DIRECTIONS - In the text on ASPIRO below, swap "automated verbalization" for "automatic description" and write out the passage starting with "ASPIRO: Any-shot Structured" and going on through "existing LLM methods.".

ASPIRO: Any-shot Structured Parsing-error-Induced ReprOmpting for Consistent Data-to-Text Generation
This addresses the challenge of reliable data-to-text generation for applications needing automated verbalization, though it is incremental as it builds on existing LLM methods.
The paper tackles the problem of generating consistent text from structured data in zero- to few-shot settings by introducing ASPIRO, which uses LLM re-prompting with parsing checks and consistency validation, resulting in a 66% reduction in parsing errors and competitive scores like BLEU of 50.62 on the Rel2Text dataset.
We present ASPIRO, an approach for structured data verbalisation into short template sentences in zero to few-shot settings. Unlike previous methods, our approach prompts large language models (LLMs) to directly produce entity-agnostic templates, rather than relying on LLMs to faithfully copy the given example entities, or validating/crafting the templates manually. We incorporate LLM re-prompting, triggered by algorithmic parsing checks, as well as the PARENT metric induced consistency validation to identify and rectify template generation problems in real-time. ASPIRO, compared to direct LLM output, averages 66\% parsing error rate reduction in generated verbalisations of RDF triples on the DART dataset. Our best 5-shot text-davinci-003 setup, scoring BLEU of 50.62, METEOR of 45.16, BLEURT of 0.82, NUBIA of 0.87, and PARENT of 0.8962 on the Rel2Text dataset, competes effectively with recent fine-tuned pre-trained language models.

SOURCE DATA -
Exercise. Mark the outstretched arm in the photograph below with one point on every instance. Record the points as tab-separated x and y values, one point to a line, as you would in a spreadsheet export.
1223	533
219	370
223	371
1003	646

...

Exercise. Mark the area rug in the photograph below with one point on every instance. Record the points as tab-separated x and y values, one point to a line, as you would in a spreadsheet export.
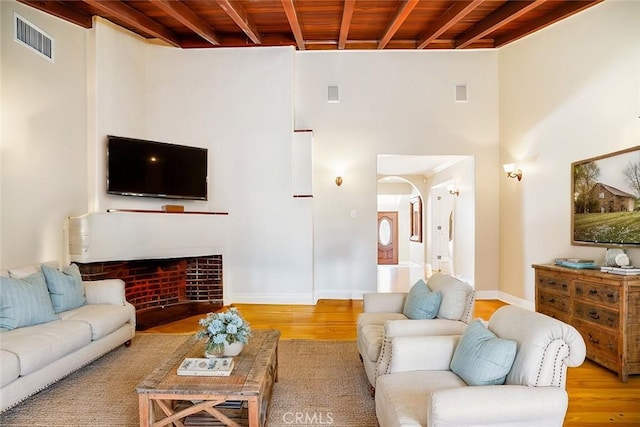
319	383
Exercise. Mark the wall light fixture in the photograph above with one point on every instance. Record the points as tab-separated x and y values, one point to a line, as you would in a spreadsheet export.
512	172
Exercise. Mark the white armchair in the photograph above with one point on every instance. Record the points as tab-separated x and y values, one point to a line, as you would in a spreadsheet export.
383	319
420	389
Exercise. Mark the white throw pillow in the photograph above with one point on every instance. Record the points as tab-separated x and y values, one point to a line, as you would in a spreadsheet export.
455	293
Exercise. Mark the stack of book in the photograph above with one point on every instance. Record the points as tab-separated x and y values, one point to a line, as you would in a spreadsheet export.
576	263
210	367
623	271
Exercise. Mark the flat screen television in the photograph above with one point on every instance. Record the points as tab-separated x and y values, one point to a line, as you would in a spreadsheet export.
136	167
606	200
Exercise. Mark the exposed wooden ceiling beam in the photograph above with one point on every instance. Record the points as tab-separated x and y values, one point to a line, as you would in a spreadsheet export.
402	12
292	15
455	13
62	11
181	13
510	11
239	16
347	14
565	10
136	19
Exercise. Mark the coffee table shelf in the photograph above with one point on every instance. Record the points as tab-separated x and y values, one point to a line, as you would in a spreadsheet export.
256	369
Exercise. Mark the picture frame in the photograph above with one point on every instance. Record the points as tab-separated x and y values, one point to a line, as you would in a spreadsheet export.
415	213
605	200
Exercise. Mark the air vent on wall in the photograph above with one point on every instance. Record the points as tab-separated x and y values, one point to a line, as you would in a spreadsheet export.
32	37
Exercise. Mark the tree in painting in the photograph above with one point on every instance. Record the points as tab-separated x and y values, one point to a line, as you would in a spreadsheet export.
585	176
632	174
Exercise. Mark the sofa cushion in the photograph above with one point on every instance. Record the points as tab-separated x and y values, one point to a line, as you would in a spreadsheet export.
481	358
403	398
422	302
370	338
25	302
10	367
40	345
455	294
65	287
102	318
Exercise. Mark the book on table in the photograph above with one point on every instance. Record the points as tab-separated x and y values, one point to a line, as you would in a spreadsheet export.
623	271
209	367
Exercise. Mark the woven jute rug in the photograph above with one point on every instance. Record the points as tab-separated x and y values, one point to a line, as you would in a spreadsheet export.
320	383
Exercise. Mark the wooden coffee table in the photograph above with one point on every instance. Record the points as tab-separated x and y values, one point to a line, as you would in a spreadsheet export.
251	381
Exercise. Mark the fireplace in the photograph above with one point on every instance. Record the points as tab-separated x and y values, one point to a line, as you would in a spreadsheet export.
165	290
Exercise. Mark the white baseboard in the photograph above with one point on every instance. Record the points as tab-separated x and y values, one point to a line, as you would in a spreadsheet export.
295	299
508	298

RESPONSE TO THIS TASK -
ASPIRO: Any-shot Structured Parsing-error-Induced ReprOmpting for Consistent Data-to-Text Generation
This addresses the challenge of reliable data-to-text generation for applications needing automatic description, though it is incremental as it builds on existing LLM methods.